_Görev Tanımı_: Aşağıdaki Altın Portakal festivali metninde, "Antalya Büyükşehir Belediyesi ile Altın Portakal Başkanı" diye başlayan cümlede adı geçen tüm kişileri, cümlede verilen görevleriyle birlikte sıralayın.

_Kaynak Metin_:
Mehmet Faraç / Yeniçağ
Etkinliklerin yüksek katılımlı, coşkulu ve sorunsuz geçmesi, geçen yıl yaşanan aksaklığı da silmiş oldu...
Antalya Büyükşehir Belediyesi ile Altın Portakal Başkanı Muhittin Böcek, festival idari direktörü Cansel Tuncer, Festival sanat direktörü Deniz Yavuz, Kültür ve Sosyal İşler Daire Başkanı Okan Yavuz ve mali- idari işler müdürü Aydil Nalan Borak ile tüm festival ekibi etkinliklerin sorunsuz ve güzel geçmesi için yoğun çaba harcadılar.
Antalya Büyükşehir Belediye Başkanı, CHP'li Muhittin Böcek, festivalin açılışında olduğu gibi, ödül töreninde de sinemanın nasıl vazgeçilmez bir sanat dalı olduğuna ve Antalya için önemine vurgu yaparken, sektöre destek vermekten mutlu olduklarını söyledi...
Antalya'nın sinema şehri olması için çalışmalara devam edeceklerini belirten Muhittin Böcek, Altın Portakal ödül töreninde şunları söyledi;
"Biz Antalya Büyükşehir Belediyesi olarak, kültür ve sanatın onurlu bir yaşam hakkının parçası olduğunu düşünüyor, kültür ve sanat politikalarımıza bu anlayış doğrultusunda yön veriyoruz.

_Verilen Liste_:
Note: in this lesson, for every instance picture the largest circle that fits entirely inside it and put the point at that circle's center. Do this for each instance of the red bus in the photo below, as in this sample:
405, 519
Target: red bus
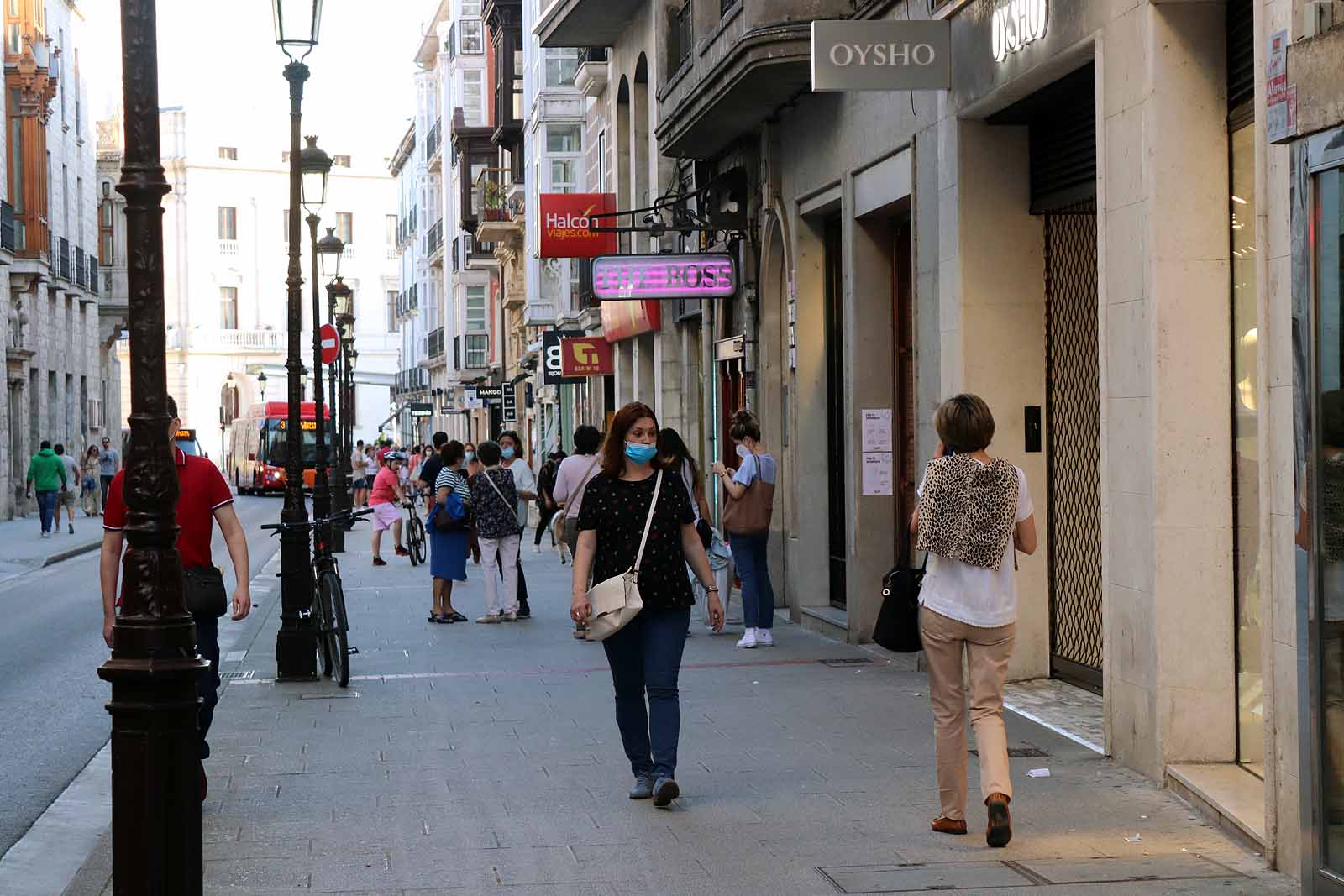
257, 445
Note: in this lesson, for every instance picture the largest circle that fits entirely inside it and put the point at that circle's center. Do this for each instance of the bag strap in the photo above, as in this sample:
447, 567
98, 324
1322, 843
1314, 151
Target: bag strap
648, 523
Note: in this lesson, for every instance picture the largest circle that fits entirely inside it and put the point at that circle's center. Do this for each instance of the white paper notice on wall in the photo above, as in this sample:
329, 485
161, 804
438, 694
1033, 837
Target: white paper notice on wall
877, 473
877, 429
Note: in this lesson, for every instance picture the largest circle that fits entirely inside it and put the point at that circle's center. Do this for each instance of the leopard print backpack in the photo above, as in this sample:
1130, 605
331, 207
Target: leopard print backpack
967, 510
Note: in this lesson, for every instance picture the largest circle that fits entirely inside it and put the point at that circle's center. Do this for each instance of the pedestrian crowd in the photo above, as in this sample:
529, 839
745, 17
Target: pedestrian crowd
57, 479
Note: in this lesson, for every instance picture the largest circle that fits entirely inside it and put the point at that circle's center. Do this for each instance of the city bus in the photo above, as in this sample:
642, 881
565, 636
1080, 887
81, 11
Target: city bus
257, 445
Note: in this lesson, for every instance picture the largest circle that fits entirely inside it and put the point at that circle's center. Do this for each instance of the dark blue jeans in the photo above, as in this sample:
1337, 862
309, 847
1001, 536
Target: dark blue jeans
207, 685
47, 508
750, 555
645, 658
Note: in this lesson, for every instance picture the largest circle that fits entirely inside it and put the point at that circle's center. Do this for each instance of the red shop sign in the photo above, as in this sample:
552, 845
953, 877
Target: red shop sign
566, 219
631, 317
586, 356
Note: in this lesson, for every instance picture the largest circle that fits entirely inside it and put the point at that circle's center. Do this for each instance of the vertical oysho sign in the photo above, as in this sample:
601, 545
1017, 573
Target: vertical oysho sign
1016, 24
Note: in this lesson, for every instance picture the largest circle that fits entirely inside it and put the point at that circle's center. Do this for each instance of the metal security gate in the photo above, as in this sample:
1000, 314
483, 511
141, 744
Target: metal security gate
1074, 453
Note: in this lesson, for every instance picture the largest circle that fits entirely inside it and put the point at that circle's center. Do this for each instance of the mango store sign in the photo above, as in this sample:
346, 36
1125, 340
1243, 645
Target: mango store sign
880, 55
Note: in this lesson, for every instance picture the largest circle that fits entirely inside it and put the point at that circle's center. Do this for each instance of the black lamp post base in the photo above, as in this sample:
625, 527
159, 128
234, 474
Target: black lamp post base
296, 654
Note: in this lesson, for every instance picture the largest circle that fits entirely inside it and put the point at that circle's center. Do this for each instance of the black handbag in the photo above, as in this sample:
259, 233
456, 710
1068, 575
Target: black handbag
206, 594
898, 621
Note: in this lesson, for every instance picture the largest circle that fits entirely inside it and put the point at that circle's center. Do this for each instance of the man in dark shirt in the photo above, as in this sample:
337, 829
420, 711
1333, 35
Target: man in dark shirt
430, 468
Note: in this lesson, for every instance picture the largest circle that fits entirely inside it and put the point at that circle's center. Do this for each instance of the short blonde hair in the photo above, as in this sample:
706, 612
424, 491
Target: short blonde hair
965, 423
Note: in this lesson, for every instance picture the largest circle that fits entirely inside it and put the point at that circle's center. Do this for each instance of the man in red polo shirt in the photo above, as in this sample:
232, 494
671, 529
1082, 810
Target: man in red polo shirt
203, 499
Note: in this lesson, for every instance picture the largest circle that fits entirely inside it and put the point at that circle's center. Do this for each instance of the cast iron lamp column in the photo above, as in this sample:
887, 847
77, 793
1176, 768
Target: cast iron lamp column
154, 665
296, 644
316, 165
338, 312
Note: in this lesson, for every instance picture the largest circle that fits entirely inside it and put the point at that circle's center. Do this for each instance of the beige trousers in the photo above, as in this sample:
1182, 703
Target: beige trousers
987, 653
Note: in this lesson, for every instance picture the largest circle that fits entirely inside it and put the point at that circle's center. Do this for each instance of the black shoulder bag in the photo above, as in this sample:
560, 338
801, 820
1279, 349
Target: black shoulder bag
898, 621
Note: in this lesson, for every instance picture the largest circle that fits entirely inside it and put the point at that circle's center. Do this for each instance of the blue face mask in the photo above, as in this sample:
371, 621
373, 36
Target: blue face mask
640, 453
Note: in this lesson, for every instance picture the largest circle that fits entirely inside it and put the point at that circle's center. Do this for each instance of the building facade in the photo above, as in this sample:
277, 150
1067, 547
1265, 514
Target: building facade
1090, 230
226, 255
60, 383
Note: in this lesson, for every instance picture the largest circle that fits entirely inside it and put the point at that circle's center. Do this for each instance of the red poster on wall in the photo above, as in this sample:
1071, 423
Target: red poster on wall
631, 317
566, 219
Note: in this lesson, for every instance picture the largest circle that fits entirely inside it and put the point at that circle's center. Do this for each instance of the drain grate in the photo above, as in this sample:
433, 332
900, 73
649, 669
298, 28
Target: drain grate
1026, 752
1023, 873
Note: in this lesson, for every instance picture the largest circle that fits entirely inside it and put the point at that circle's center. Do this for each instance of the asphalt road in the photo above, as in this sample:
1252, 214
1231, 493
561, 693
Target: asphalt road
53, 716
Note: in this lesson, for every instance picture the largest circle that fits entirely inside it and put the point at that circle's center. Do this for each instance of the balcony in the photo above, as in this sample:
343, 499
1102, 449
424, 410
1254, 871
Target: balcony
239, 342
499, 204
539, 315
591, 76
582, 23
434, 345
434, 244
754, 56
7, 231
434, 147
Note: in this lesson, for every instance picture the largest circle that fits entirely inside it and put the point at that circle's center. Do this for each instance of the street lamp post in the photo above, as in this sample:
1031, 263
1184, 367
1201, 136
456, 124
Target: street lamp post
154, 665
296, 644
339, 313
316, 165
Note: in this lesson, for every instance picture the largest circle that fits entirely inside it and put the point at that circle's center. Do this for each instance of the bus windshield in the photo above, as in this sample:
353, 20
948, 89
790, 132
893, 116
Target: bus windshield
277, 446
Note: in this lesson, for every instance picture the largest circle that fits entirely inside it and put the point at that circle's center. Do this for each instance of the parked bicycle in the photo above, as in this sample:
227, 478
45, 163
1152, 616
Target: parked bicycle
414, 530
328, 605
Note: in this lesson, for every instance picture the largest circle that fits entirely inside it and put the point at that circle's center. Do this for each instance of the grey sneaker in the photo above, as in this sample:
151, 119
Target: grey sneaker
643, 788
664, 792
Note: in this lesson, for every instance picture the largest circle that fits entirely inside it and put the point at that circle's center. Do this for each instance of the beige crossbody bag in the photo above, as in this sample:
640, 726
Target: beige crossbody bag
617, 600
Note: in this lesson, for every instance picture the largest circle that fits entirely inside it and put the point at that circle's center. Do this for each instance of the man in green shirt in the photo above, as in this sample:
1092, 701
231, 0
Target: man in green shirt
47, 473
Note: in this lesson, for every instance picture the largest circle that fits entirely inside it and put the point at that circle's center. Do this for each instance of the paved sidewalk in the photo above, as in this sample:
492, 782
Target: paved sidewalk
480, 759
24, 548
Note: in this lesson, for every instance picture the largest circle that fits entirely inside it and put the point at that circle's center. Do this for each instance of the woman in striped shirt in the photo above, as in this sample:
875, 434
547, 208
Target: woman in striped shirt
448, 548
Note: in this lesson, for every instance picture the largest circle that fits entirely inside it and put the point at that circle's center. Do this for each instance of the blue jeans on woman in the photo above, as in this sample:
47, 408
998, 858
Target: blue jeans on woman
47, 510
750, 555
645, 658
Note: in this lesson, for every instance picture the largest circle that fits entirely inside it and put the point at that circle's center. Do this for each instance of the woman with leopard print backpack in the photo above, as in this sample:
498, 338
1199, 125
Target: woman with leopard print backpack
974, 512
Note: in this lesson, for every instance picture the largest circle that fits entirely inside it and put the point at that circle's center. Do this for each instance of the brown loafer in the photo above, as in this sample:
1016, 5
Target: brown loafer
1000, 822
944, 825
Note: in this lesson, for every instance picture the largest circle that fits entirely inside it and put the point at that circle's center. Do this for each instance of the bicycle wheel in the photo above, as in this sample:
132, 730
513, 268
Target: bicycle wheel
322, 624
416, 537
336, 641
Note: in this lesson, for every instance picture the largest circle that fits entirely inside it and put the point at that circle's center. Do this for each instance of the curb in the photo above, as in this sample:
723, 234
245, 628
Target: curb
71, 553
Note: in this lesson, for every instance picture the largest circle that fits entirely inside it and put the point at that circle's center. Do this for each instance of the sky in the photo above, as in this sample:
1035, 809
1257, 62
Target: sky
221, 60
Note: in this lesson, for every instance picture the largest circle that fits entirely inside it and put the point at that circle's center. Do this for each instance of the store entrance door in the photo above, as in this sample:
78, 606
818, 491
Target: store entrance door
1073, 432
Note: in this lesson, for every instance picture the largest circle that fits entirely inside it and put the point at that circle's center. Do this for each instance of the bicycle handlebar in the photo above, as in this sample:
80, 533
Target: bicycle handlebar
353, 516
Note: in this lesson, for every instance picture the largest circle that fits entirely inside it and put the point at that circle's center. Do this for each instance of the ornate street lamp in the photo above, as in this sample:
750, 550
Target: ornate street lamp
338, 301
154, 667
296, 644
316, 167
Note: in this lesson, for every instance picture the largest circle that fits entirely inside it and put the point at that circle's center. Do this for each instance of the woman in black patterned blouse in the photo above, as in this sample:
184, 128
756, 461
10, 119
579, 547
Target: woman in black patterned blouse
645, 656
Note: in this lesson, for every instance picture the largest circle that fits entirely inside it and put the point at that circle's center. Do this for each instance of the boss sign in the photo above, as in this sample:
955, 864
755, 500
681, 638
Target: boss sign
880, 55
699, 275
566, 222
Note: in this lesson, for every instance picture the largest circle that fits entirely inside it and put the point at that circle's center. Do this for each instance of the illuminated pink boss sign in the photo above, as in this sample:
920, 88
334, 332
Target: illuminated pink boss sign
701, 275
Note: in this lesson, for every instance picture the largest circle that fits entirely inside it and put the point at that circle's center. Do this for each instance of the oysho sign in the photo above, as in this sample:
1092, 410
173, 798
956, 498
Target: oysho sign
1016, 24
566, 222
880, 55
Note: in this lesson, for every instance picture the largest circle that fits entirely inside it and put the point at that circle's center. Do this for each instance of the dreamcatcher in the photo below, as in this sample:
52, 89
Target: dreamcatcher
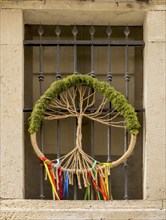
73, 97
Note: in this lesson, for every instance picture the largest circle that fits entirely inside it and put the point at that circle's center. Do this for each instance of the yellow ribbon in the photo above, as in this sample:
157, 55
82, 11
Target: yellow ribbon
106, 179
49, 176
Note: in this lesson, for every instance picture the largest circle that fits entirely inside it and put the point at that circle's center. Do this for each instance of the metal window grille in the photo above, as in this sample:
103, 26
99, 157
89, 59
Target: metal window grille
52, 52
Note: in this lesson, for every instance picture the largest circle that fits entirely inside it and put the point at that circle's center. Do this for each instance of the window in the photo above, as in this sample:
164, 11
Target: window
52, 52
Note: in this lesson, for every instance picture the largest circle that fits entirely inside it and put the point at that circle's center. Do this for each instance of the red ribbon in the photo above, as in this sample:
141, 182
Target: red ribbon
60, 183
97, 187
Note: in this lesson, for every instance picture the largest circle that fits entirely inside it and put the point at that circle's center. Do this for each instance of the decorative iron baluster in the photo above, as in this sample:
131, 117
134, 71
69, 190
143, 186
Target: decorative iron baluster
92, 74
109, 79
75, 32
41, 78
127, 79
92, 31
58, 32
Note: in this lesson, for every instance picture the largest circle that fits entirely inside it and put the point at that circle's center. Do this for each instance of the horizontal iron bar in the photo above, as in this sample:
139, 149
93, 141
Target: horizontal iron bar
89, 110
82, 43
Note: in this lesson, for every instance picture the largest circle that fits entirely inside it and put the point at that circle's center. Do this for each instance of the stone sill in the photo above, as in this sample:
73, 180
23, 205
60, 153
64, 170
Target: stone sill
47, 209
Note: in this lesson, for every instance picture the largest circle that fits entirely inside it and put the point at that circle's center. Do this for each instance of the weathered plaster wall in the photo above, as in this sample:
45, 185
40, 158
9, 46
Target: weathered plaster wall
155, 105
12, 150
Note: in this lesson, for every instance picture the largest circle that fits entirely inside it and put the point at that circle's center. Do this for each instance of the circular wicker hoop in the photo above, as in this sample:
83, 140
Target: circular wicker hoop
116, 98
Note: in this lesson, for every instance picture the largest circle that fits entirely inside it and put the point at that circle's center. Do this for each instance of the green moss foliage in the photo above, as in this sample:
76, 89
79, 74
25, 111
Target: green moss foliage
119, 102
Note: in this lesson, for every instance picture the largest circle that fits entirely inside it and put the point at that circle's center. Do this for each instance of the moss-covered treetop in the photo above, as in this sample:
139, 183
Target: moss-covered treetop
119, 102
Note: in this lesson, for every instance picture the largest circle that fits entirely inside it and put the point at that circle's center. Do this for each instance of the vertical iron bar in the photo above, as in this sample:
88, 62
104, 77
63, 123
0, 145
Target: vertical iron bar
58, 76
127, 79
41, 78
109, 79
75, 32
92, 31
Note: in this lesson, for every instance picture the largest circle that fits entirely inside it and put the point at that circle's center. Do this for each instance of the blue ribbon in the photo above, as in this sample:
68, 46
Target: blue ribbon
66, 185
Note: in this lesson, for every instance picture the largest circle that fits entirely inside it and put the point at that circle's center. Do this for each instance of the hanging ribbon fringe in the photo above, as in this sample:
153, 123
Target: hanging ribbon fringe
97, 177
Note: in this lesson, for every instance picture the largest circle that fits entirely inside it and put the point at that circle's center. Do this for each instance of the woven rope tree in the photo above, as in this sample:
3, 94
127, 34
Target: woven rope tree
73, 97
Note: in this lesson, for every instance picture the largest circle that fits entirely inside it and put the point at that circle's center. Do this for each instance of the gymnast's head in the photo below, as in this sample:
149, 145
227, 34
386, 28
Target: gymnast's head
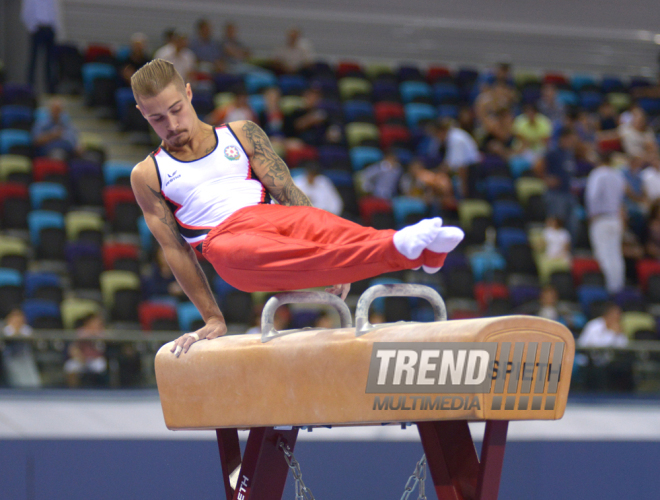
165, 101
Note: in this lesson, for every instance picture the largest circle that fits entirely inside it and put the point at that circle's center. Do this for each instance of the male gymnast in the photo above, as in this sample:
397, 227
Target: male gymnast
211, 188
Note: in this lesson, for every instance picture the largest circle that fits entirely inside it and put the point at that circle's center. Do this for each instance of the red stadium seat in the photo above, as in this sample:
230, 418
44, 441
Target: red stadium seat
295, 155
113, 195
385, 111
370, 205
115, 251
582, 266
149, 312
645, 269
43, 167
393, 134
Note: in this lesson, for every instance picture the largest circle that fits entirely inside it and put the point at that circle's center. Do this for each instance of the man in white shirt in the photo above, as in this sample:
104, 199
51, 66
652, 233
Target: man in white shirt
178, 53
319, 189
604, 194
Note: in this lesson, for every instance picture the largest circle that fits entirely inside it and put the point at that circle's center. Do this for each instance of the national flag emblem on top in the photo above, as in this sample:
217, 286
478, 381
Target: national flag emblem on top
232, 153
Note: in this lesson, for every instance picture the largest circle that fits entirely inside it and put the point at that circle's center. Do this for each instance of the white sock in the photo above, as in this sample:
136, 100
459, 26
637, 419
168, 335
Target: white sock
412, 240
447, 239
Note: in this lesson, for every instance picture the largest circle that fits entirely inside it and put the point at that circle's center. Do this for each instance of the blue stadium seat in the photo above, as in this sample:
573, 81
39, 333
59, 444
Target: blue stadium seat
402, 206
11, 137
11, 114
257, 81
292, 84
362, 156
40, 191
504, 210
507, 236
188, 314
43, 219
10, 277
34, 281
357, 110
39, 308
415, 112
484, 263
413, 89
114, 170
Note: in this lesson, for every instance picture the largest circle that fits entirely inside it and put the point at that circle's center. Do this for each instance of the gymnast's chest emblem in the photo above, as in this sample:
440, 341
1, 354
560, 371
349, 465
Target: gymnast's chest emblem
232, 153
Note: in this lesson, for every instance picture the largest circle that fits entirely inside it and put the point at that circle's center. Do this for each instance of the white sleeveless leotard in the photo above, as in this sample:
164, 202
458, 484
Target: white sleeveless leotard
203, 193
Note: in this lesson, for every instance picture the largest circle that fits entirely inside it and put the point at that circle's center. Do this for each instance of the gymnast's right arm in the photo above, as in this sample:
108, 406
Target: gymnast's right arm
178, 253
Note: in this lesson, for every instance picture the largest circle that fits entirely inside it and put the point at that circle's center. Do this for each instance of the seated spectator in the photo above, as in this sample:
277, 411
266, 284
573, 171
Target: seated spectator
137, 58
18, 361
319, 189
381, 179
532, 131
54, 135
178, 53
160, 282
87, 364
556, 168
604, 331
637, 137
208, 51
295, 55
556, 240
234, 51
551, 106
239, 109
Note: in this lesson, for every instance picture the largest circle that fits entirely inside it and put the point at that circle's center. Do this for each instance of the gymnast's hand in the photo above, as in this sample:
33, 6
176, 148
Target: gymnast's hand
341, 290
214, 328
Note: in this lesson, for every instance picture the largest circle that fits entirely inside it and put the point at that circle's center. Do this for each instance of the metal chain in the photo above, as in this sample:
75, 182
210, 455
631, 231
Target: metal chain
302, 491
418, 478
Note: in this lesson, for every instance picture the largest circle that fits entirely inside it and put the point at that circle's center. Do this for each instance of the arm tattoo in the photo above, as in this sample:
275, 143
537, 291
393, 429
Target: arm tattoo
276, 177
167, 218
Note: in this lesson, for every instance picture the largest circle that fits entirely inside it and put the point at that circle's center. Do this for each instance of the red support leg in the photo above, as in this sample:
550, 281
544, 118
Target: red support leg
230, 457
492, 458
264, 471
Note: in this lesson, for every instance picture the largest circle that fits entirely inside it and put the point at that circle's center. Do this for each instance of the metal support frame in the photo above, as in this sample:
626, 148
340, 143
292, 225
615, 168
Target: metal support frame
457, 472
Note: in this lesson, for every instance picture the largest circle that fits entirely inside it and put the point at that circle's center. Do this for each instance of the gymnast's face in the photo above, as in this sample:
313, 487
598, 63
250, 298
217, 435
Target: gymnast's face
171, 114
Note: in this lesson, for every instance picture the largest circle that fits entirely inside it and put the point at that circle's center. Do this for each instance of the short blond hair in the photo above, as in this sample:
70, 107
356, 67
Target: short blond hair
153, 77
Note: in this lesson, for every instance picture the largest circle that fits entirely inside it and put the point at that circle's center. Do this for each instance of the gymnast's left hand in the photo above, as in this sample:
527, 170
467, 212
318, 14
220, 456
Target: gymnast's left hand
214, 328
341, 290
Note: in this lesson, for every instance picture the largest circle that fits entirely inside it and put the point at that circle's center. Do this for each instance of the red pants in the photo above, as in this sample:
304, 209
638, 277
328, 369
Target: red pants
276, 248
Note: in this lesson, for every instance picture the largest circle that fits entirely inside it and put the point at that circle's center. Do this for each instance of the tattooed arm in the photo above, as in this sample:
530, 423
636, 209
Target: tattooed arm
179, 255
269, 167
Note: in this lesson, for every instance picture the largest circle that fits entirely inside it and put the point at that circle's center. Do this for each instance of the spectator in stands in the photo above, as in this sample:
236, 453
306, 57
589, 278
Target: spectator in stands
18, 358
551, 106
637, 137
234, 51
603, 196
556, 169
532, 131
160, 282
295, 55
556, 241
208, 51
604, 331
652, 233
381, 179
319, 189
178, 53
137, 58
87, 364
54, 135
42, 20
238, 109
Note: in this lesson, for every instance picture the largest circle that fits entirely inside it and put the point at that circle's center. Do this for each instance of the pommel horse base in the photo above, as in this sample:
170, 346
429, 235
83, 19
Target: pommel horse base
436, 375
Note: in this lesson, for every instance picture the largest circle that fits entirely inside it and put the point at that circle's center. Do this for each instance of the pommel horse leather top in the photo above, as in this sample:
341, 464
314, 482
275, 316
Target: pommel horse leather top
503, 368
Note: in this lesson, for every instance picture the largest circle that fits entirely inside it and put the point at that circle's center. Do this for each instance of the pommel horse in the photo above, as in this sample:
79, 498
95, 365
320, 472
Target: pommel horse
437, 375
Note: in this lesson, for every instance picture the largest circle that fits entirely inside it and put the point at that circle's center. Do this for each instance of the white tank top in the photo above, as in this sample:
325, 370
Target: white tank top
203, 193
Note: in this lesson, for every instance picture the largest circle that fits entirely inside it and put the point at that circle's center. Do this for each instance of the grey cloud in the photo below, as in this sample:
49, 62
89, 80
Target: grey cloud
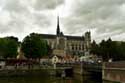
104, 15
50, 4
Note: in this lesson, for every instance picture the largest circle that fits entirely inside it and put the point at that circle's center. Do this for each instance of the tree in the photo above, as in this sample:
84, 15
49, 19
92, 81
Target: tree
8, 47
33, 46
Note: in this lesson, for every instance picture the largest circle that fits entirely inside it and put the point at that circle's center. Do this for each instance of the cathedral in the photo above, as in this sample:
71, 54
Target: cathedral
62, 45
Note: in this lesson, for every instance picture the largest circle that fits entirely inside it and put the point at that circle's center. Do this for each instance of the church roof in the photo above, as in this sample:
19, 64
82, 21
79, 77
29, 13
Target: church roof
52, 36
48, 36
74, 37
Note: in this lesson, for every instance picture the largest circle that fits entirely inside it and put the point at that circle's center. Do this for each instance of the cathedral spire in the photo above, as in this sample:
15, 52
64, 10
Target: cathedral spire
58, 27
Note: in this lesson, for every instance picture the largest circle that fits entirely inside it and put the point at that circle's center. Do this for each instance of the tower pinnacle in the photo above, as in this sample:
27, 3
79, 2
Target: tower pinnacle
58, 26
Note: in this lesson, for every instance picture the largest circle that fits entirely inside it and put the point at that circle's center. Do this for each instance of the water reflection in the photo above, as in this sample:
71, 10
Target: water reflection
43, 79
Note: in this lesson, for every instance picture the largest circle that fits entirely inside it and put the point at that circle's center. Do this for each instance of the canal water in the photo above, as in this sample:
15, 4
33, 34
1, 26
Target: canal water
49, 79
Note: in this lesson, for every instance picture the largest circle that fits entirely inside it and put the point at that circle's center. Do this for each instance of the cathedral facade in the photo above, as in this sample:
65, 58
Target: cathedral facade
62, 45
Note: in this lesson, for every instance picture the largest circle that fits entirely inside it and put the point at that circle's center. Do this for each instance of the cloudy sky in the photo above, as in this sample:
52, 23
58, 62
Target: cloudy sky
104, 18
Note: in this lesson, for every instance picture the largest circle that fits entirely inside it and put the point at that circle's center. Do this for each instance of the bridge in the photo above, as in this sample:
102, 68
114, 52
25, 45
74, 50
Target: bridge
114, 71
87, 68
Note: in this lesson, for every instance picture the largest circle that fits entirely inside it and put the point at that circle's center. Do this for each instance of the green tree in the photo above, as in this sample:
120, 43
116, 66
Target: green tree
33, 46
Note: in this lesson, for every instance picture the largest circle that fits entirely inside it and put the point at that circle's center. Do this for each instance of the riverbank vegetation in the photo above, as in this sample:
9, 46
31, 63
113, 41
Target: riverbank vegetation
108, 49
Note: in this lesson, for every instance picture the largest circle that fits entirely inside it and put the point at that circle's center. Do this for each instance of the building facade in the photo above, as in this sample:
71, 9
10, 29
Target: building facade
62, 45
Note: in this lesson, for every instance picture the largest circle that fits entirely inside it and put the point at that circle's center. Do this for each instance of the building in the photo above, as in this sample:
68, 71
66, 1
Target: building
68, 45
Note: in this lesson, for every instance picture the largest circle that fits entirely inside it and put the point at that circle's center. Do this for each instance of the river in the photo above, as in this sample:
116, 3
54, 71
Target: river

_Doğru Yanıt_:
- Muhittin Böcek: Antalya Büyükşehir Belediyesi ile Altın Portakal Başkanı
- Cansel Tuncer: festival idari direktörü
- Deniz Yavuz: Festival sanat direktörü
- Okan Yavuz: Kültür ve Sosyal İşler Daire Başkanı
- Aydil Nalan Borak: mali-idari işler müdürü